> [Extract to read]:
□ □ □ □ □ □ □

Updates to our Terms of Use

We are updating our Terms of Use. Please carefully review the updated Terms before proceeding to our website.

Thursday, April 18, 2024 | Back issues
Courthouse News Service Courthouse News Service

‘Monkey Selfie’ Photographer Supports Letting Animals Sue

A nature photographer who was sued over the ownership of "monkey selfie" photos is now asking the Ninth Circuit not to abolish the rights of animals to take people like him to court.

SAN FRANCISCO (CN) - A nature photographer who was sued over the ownership of "monkey selfie" photos is now asking the Ninth Circuit not to abolish the right of animals to take people like him to court.

It would be "extraordinary for the judiciary to rule out animal standing as a constitutional matter," photographer David John Slater's lawyer wrote in a brief to the Ninth Circuit on Friday.

The brief, authored by Slater's lawyer Andrew Dhuey of Berkeley, California, was written in response to a request for briefs on whether the "monkey selfie" appeal should be reheard en banc by the full Ninth Circuit.

People for the Ethical Treatment of Animals sued Slater in September 2015, claiming Naruto, a then-6-year-old crested macaque, is the rightful owner of copyrights for his selfie photos. Naruto used his opposable thumbs to snap self portraits with Slater’s camera in Indonesia in 2011.

In April, a three-judge panel ruled that animals lack standing to sue people for copyright violations. But one of the three judges, N. Randy Smith, argued in a partly concurring opinion that the case should be dismissed for another reason: because “next friend” status does not apply to animals. PETA filed the lawsuit as a next friend of Naruto on behalf of the monkey.

If the San Francisco-based appeals court were to obliterate animals' standing to sue in court, that would deny them the right to enforce laws enacted to protect their survival through "next friend" representatives, Slater's lawyer argued in his 10-page brief.

Dhuey called it an issue of "exceptional importance" that warrants en banc consideration with full briefing and a chance for outside parties to file amicus curiae briefs.

Dhuey wrote that his client "did not choose to embark on a legal adventure in California regarding a photograph taken in an Indonesian jungle. But he hopes that what will be the most exhaustive federal legal precedent on animal rights to date - a case that will forever bear his name -is one that holds open the idea of animal standing in the United States federal courts."

□ □ □ □ □ □ □

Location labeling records
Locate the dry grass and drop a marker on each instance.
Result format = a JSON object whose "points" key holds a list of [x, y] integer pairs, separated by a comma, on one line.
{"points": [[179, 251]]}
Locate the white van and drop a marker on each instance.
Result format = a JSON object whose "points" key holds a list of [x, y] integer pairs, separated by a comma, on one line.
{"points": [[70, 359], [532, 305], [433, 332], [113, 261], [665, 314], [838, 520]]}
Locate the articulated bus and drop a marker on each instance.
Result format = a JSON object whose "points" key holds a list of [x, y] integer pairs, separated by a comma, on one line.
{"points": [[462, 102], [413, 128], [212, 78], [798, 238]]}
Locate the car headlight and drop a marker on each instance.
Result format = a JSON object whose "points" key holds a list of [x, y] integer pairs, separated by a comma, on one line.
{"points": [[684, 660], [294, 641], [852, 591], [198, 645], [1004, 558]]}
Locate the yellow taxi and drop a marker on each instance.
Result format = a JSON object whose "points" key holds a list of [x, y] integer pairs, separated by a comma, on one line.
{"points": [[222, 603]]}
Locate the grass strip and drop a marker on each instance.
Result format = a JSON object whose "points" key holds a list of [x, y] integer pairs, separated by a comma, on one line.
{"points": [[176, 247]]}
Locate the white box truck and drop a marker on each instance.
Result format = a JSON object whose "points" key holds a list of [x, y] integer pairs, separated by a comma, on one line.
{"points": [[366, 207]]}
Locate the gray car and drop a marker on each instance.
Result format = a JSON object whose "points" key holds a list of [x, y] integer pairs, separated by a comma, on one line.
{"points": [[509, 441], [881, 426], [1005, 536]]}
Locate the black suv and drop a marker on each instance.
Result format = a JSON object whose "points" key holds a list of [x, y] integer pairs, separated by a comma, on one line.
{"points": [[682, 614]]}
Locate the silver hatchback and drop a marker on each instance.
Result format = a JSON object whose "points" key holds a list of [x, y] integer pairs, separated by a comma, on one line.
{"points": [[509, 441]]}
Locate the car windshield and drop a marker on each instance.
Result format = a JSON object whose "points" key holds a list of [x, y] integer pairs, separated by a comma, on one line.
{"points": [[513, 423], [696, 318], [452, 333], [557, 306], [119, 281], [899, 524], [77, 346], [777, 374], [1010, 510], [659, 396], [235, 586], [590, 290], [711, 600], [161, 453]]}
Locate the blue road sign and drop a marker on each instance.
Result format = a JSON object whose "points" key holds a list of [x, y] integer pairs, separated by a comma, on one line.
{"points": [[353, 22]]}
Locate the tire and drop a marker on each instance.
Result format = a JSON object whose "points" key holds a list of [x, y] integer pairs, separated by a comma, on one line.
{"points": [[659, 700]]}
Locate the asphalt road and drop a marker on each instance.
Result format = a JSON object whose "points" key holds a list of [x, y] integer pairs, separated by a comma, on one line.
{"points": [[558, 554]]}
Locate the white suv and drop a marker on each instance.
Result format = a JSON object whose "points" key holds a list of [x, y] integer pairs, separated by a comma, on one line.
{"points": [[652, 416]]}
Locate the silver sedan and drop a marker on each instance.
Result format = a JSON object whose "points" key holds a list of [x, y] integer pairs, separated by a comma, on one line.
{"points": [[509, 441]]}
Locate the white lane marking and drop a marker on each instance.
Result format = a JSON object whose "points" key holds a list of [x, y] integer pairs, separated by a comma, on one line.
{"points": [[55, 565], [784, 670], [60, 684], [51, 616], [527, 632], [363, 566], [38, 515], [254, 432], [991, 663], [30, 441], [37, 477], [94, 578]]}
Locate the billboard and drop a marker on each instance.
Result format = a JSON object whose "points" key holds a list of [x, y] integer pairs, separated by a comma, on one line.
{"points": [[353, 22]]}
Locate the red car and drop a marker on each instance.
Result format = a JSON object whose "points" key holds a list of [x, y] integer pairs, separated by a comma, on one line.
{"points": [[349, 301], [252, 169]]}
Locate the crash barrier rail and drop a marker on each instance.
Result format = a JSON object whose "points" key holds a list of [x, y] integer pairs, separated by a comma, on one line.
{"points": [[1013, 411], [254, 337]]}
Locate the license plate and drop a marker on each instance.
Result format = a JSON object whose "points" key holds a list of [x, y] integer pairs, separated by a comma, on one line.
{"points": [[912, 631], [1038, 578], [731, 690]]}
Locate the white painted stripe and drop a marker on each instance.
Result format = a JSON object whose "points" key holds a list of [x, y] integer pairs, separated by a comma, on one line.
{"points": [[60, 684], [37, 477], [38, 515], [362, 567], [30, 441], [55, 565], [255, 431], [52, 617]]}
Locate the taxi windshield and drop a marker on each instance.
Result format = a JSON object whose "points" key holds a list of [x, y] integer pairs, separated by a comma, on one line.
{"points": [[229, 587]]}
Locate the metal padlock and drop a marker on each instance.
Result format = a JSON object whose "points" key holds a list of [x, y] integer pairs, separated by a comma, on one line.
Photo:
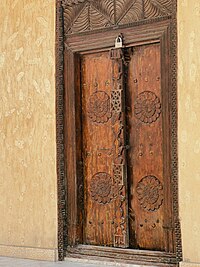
{"points": [[118, 42]]}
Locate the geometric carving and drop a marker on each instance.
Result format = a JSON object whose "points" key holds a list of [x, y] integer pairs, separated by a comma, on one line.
{"points": [[88, 15], [116, 101], [150, 193], [118, 174], [101, 188], [99, 107], [147, 107]]}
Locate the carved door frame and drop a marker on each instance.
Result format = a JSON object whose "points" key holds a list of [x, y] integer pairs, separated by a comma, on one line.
{"points": [[162, 30]]}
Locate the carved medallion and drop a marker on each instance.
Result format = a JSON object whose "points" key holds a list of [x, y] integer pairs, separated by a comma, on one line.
{"points": [[150, 193], [99, 107], [72, 2], [101, 188], [147, 107]]}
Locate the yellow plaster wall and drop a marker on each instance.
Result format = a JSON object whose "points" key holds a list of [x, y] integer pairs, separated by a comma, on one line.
{"points": [[189, 126], [28, 193]]}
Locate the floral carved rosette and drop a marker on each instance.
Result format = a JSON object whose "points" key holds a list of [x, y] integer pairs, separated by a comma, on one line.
{"points": [[101, 188], [72, 2], [147, 107], [99, 107], [150, 193]]}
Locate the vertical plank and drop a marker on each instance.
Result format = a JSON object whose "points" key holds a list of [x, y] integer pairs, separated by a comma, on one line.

□ □ □ □ □ □ □

> [What you need to do]:
a. Condense the paragraph of the monkey selfie article beginning "People for the Ethical Treatment of Animals sued Slater" into a bulleted list, keeping its main facts.
b. Return verbatim the lines of the records from the line containing "Locate the yellow plaster" through the end of the records, including both the first and the last line.
The text and the records are unrelated to each other.

> [Task-by-task results]:
a.
- People for the Ethical Treatment of Animals sued Slater in September 2015.
- The suit claimed that Naruto, a crested macaque then 6 years old, is the rightful owner of the copyrights for his selfie photos.
- In 2011 in Indonesia, Naruto used his opposable thumbs to take self portraits with Slater's camera.

b.
Locate the yellow plaster wall and drop a marker on each instance.
Result format = a JSON object whose "points" key holds a list of [x, y] integer pairs, separated by a comma, on one line.
{"points": [[189, 126], [28, 193]]}
Locate the floral carved rosette and drop a marker on each instance.
Result format = a JSON object whose "points" key holds a list of [x, y] integer pairs, separated by a comma, on one line.
{"points": [[101, 188], [72, 2], [147, 107], [99, 107], [150, 193]]}
Locate the vertical plank and drop a marker on each instance.
Result format = a JSON object whose "points" key holds a list of [x, y] integer pairs, separated by a comma, on one line.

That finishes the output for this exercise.